Teks Bacaan:
Senin, 17 Januari 2011

GLOBALISME, POPULISME, DAN EKONOMI PANCASILA

The success of Indonesia’s economic policies confirmed the idea that, as much as possible, economic policies should be insulated from undue political influence. Moreover, experience has demonstrated that alternative schools of economic policy making, including communism, socialism, and even “supply side economics”, in the long run have all failed. In the meantime the field of neo-classical economics is progressing steadily. It is here that policy making should seek guidance in creating economic policies (Radius Prawiro, 1998:335)

In this precarious state, the government took the bold move of removing all restrictions on the flow of capital into and out of the country. Indonesia’s laws governing the flow of capital thus became some of the most liberal in the world, more so even than those of many of the most developed countries (Radius Prawiro, 1998:290).

Neo-Liberalism, in its extreme or revised form, presents us with a view of the world in which there are only two choices, an economy organized by markets or an economy organized by a dictatorial –or at best inept and inefficient- statist bureaucracy (MacEwan 1999:11)

Soal Latihan:
1 – Cetak bagian teks bacaan mulai dari "In this precarious" sampai dengan "bureaucracy (MacEwan 1999:11)".
2 – Sebutkan semua aliran pembuatan kebijakan ekonomi yang menurut teks bacaan telah gagal dalam jangka panjang.

Catatan tentang penentuan letak benda bernama:
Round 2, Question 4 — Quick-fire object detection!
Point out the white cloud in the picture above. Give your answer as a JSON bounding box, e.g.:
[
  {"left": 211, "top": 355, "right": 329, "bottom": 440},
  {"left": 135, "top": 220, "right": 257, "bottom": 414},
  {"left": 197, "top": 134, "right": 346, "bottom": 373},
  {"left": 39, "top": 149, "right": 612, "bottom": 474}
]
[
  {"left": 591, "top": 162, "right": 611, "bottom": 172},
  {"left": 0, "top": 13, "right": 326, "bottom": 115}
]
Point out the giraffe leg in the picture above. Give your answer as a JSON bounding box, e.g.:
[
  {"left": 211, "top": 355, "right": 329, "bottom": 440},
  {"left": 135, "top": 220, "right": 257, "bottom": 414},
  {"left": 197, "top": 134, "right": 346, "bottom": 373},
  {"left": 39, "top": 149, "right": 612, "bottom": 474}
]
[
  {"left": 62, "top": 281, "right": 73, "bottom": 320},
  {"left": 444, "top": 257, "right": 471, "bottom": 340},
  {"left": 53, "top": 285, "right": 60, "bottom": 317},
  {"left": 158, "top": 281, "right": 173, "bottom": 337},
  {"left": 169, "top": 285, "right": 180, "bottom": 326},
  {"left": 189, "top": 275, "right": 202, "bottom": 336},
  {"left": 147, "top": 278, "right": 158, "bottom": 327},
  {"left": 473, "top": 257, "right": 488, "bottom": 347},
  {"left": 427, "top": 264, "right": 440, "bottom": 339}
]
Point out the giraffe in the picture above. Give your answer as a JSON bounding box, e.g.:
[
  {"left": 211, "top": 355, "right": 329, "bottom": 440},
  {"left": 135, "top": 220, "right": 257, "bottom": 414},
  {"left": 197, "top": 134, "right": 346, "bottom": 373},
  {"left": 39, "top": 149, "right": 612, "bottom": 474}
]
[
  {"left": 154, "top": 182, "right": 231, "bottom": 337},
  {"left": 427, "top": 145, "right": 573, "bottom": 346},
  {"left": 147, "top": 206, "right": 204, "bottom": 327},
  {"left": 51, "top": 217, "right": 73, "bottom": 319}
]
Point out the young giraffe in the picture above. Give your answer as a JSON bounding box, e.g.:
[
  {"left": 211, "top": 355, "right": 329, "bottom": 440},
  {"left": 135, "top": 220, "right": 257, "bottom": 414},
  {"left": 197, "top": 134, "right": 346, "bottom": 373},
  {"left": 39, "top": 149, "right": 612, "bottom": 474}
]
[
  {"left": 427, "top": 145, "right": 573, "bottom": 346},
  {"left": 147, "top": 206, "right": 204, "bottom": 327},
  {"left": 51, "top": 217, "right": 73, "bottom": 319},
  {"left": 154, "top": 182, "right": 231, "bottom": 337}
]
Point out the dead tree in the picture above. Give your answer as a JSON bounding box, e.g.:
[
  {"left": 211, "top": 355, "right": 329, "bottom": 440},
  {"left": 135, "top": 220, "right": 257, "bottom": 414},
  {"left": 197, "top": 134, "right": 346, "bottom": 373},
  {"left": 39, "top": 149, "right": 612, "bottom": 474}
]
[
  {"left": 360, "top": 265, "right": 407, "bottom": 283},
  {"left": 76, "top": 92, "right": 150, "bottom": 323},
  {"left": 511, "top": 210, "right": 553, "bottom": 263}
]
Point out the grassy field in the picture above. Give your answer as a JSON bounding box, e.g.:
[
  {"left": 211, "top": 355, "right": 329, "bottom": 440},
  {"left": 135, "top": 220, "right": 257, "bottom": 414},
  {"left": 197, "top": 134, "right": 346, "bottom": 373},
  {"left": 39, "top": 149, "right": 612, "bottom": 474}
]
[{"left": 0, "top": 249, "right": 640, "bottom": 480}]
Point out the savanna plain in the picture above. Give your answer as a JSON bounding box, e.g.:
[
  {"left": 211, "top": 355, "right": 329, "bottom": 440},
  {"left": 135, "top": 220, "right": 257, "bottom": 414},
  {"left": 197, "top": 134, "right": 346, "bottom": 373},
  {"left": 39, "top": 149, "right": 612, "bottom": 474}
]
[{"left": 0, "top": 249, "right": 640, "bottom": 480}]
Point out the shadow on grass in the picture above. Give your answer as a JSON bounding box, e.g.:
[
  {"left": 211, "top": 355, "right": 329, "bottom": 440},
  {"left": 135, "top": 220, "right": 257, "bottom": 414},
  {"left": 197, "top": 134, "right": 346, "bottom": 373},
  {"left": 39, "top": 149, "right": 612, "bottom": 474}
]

Jawaban Lengkap:
1 –
In this precarious state, the government took the bold move of removing all restrictions on the flow of capital into and out of the country. Indonesia’s laws governing the flow of capital thus became some of the most liberal in the world, more so even than those of many of the most developed countries (Radius Prawiro, 1998:290).

Neo-Liberalism, in its extreme or revised form, presents us with a view of the world in which there are only two choices, an economy organized by markets or an economy organized by a dictatorial –or at best inept and inefficient- statist bureaucracy (MacEwan 1999:11)

2 – communism, socialism, supply side economics